--- START Passage to read ---
The whole Qatar weekend was not what F1 is about as a sport. The weekend has the glitz and the glam that comes with the sport. It had safety cars, crashes, and overtakes. What more could a viewer ask for? At face value, it was a good weekend of racing with the new weekend format.
I would go as far as saying the new format was a success. However, I want to discuss something else here. First I want to discuss the track itself and then the health danger to the drivers.
The Track
Qatar has a boring track where drivers retire from the race due to beaching themselves in the gravel traps. In my opinion that is not what should be retiring cars. I know that gravel traps are a safety feature and that driver safety is the most important. However, if gravel traps were the answer to driver safety every time then they would be everywhere. Gravel traps are not fit for good racing if they are at every corner. Throughout the whole weekend, too many drivers fell into the gravel trap when at other tracks they would have been able to continue. While this is just a personal opinion, I want to speak more about how the track interacted with the tyres.
It is no doubt that the heat of the track caused too much graining of the tyres. Despite knowing this the track designers and race organisers knew this race was held in a hot country so why not make adjustments? The curbs around the track were so steep that they damaged the floors of the car. The steep curbs also added to the graining problem on tyres.
While race organisers cannot control the weather, F1 as the overarching body must ask themselves if it is simply too hot to race there. It is simply not safe enough to hold a race in a place that is too hot for drivers, cars and tyres. This may be a one-off event, yet this has overshadowed the weekend in my opinion.
The safety concerns over whether a tyre could last more than 18 laps is by no means what this sport advocates for. Drivers and teams should not be worried from a safety perspective whether tyres can last such a short time. This not only ruined team strategy but also the element of surprise which makes this sport so engaging. Teams were able to closely predict when drivers would come in for their 3 pitstops.
--- END Passage to read ---
--- START Dataset extract ---
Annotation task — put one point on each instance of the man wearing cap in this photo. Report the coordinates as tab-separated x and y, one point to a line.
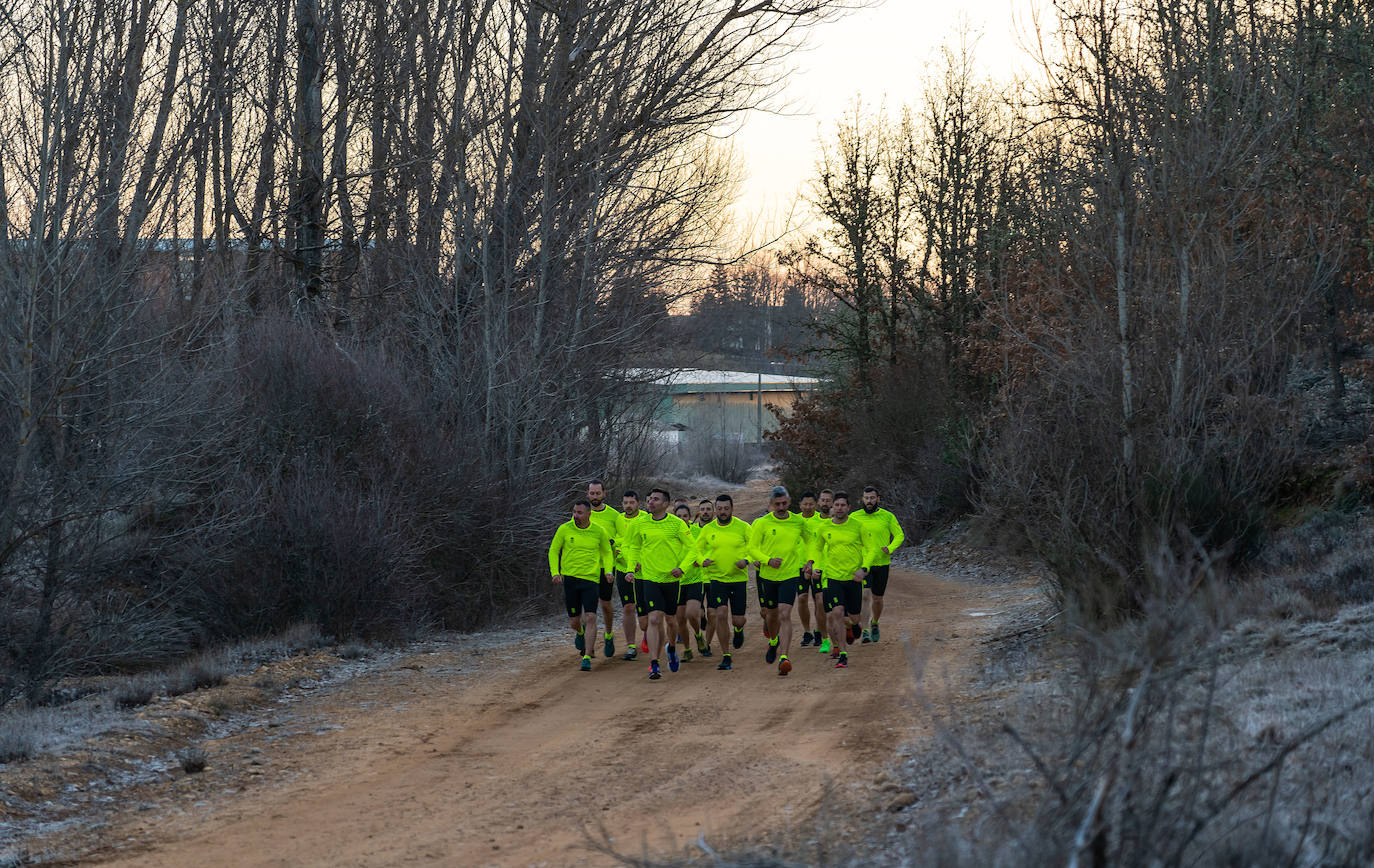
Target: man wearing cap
779	543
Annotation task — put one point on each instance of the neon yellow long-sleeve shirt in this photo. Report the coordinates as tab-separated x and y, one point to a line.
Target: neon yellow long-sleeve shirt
885	532
818	521
786	539
844	548
691	567
579	552
724	545
614	525
656	547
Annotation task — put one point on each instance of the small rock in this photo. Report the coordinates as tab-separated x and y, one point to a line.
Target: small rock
902	801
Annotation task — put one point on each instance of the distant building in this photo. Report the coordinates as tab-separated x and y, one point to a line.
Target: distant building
731	404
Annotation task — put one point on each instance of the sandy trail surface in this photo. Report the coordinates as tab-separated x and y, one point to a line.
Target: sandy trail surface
514	757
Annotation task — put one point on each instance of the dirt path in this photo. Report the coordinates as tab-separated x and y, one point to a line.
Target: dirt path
495	750
510	767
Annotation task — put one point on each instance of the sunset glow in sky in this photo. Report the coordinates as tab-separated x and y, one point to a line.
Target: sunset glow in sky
878	54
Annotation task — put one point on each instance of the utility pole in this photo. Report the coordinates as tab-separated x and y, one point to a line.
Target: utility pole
759	398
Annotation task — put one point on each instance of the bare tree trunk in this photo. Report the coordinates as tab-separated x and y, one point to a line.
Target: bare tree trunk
308	190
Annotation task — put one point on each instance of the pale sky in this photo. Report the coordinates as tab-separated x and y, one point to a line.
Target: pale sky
880	54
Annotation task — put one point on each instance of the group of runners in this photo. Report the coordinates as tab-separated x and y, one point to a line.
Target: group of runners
682	577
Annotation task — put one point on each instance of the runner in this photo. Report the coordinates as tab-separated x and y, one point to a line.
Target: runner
844	548
614	526
624	584
577	558
804	589
723	552
888	536
779	543
818	602
654	550
686	622
705	514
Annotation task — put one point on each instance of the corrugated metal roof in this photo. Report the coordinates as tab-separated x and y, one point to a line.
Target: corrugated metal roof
726	381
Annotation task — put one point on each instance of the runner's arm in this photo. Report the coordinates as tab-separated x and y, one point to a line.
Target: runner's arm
555	550
895	529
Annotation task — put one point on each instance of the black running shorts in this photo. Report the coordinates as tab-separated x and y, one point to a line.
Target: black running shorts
656	596
774	594
730	594
690	591
579	595
625	589
878	580
844	594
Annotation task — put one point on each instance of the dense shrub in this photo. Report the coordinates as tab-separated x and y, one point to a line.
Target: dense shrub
--- END Dataset extract ---
# Aim of the exercise
From the piece on the Qatar race weekend, extract the words starting with "The whole Qatar" and going on through "new weekend format.", copied exactly. This material was taken from a different source.

# Result
The whole Qatar weekend was not what F1 is about as a sport. The weekend has the glitz and the glam that comes with the sport. It had safety cars, crashes, and overtakes. What more could a viewer ask for? At face value, it was a good weekend of racing with the new weekend format.